▶ Work instructions
Copy out the entries below from the line containing "As a warehouse robot's perception module, locate woman's lips" through the last line, inclusive, and include the requests. In the answers, multiply every bounding-box coordinate by 2.2 and round to whole numbers, rounding halves up.

▶ Exercise input
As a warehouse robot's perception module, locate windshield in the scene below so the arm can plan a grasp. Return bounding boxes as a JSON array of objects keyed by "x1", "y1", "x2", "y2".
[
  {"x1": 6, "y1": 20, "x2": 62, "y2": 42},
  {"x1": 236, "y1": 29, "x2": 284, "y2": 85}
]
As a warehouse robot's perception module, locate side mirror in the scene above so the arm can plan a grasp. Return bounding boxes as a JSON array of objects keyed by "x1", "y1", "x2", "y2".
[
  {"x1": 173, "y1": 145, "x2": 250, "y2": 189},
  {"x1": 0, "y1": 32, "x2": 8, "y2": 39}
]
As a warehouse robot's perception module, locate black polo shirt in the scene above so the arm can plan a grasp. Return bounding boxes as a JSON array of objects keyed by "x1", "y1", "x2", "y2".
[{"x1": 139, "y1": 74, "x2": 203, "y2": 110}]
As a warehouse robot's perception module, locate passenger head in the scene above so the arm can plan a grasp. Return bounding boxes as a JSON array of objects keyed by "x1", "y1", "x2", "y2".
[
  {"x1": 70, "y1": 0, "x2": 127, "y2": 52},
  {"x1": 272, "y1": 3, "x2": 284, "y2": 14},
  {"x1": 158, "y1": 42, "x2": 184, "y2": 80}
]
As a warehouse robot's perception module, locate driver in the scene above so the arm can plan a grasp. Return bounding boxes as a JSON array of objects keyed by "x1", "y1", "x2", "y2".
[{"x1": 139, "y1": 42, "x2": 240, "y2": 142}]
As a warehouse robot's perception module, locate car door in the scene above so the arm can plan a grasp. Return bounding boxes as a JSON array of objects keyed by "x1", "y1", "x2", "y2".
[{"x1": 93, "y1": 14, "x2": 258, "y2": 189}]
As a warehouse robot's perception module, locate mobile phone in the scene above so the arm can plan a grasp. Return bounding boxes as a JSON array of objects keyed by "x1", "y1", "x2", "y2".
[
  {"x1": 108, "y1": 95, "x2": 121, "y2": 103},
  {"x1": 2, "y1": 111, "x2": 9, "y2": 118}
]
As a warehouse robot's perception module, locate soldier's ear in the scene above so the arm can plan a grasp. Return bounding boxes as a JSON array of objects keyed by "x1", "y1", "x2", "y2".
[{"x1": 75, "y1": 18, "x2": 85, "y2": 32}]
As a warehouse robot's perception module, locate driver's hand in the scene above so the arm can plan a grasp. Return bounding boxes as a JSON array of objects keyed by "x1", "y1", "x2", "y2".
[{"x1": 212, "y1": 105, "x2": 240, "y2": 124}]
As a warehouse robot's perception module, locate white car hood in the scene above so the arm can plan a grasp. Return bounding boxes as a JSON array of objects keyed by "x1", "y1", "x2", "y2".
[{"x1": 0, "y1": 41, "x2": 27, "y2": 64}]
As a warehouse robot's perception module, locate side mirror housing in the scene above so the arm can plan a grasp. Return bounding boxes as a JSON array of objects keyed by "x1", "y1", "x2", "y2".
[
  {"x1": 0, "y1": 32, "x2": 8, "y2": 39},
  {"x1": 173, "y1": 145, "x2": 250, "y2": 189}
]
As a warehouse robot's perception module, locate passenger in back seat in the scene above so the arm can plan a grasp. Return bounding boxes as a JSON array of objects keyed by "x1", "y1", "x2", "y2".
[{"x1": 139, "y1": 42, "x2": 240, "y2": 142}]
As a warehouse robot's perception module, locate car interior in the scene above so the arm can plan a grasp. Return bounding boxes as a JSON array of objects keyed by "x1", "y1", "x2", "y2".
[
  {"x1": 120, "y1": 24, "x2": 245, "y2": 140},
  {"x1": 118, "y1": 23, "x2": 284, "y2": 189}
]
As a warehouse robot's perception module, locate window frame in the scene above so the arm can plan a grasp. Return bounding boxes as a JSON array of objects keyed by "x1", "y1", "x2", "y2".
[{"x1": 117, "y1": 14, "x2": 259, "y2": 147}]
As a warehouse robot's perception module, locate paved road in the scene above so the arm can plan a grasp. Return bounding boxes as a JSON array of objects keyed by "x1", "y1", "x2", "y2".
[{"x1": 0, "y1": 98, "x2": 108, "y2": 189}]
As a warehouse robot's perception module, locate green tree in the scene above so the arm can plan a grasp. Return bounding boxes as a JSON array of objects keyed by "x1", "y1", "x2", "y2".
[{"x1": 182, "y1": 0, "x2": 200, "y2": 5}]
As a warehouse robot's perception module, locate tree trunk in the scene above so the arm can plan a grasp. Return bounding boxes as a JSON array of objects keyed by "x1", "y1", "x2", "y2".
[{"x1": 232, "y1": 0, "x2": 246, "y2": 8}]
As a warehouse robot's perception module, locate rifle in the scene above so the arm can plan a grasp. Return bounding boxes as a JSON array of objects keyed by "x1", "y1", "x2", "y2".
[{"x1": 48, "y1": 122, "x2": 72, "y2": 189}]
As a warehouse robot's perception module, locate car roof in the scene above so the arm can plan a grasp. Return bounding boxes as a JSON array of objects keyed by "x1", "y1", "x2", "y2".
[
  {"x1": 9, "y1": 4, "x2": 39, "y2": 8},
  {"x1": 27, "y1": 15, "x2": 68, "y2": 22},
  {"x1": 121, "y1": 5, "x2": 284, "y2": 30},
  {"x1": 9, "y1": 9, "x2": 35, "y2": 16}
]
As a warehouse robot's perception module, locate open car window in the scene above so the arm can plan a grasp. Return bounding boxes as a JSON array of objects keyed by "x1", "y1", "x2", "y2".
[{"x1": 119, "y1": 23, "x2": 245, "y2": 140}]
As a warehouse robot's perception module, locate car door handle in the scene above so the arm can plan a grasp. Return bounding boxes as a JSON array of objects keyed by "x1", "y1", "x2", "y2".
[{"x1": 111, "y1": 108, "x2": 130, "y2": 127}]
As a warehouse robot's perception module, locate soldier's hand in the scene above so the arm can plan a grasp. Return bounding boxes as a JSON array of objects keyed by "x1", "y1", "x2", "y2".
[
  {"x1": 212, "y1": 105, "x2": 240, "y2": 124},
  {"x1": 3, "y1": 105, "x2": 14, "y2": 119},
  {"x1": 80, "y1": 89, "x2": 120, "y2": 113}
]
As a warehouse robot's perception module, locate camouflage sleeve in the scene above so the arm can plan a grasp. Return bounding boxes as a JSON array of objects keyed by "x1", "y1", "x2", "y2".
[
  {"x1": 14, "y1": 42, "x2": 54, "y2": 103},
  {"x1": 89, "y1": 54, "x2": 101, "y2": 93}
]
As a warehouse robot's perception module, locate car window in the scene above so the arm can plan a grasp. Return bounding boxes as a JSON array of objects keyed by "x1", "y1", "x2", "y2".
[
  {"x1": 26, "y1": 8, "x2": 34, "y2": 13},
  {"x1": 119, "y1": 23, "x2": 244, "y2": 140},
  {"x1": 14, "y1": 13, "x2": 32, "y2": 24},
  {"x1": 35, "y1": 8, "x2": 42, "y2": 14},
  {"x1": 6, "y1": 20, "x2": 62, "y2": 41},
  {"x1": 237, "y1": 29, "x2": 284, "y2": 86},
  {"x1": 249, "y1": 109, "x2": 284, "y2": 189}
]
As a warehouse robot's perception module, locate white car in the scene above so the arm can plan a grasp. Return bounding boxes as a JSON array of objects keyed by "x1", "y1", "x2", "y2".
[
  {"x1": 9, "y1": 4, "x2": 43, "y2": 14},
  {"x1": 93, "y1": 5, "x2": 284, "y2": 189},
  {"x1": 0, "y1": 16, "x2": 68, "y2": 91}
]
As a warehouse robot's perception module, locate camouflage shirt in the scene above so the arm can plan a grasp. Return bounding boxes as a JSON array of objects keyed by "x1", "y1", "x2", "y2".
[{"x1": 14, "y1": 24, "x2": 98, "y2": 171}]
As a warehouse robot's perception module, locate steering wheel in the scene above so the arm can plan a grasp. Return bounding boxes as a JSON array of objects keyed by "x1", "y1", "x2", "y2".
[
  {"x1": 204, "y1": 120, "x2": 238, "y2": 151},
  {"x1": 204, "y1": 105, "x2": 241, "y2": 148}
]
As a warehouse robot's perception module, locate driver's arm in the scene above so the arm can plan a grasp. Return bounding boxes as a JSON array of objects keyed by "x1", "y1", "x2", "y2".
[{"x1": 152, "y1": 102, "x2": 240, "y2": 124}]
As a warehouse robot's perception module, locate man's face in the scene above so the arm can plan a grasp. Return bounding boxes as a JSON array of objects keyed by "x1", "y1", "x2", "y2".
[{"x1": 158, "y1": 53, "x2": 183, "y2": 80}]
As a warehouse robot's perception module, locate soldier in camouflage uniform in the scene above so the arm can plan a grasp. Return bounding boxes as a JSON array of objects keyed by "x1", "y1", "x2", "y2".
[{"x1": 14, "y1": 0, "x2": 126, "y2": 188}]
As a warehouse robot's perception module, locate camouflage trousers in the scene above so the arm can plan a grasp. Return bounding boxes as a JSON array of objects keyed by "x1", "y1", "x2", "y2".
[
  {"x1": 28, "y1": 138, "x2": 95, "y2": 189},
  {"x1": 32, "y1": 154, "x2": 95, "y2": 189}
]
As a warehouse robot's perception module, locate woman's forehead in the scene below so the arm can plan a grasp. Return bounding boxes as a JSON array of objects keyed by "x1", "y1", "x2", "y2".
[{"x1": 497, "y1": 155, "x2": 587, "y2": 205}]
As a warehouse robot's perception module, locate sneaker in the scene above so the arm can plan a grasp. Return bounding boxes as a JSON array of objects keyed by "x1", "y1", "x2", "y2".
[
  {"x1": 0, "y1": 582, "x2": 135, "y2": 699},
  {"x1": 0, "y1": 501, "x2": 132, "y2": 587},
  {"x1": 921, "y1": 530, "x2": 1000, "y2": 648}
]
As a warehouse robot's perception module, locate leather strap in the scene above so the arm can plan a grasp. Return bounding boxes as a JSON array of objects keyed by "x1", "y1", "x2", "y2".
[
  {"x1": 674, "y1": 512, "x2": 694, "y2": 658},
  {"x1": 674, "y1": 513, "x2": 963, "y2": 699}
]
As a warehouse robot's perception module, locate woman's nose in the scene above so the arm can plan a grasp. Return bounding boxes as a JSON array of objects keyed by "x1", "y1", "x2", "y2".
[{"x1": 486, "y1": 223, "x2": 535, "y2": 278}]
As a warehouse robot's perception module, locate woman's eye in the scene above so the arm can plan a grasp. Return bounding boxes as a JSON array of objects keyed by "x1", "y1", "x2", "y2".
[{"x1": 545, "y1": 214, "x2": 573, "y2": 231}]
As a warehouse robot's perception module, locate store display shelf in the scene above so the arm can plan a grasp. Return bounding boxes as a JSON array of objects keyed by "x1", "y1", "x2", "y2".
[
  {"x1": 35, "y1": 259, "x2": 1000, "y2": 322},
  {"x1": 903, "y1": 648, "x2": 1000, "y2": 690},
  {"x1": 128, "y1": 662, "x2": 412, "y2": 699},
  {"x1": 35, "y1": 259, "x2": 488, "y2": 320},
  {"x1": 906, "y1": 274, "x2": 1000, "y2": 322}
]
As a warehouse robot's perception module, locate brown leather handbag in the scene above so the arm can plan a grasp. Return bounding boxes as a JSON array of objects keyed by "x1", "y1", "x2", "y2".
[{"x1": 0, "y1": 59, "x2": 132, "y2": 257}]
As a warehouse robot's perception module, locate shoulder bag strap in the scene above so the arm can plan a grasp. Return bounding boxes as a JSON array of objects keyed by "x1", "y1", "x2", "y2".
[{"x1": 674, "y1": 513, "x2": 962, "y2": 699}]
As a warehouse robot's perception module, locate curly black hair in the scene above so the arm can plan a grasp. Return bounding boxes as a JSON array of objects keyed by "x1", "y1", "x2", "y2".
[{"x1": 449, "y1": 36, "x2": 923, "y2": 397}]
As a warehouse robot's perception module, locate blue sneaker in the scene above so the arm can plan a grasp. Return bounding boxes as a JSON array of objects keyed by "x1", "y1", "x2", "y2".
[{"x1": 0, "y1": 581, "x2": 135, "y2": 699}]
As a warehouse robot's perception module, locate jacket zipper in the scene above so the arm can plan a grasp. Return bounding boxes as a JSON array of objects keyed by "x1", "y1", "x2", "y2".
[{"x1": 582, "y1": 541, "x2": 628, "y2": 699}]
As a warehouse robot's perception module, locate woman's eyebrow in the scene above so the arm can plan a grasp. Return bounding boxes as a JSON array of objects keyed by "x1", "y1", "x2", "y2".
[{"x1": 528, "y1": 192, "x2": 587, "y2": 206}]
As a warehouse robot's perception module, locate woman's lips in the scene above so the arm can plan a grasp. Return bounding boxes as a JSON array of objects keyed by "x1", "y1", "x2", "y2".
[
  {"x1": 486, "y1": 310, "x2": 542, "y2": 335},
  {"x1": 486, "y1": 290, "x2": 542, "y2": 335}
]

▶ Written solution
As a warehouse robot's perception module, locate woman's lips in the scene above so the arm can plan a grasp. Return bounding boxes as a JSON array of objects keyed by "x1", "y1", "x2", "y2".
[
  {"x1": 1069, "y1": 682, "x2": 1192, "y2": 737},
  {"x1": 1069, "y1": 638, "x2": 1192, "y2": 737}
]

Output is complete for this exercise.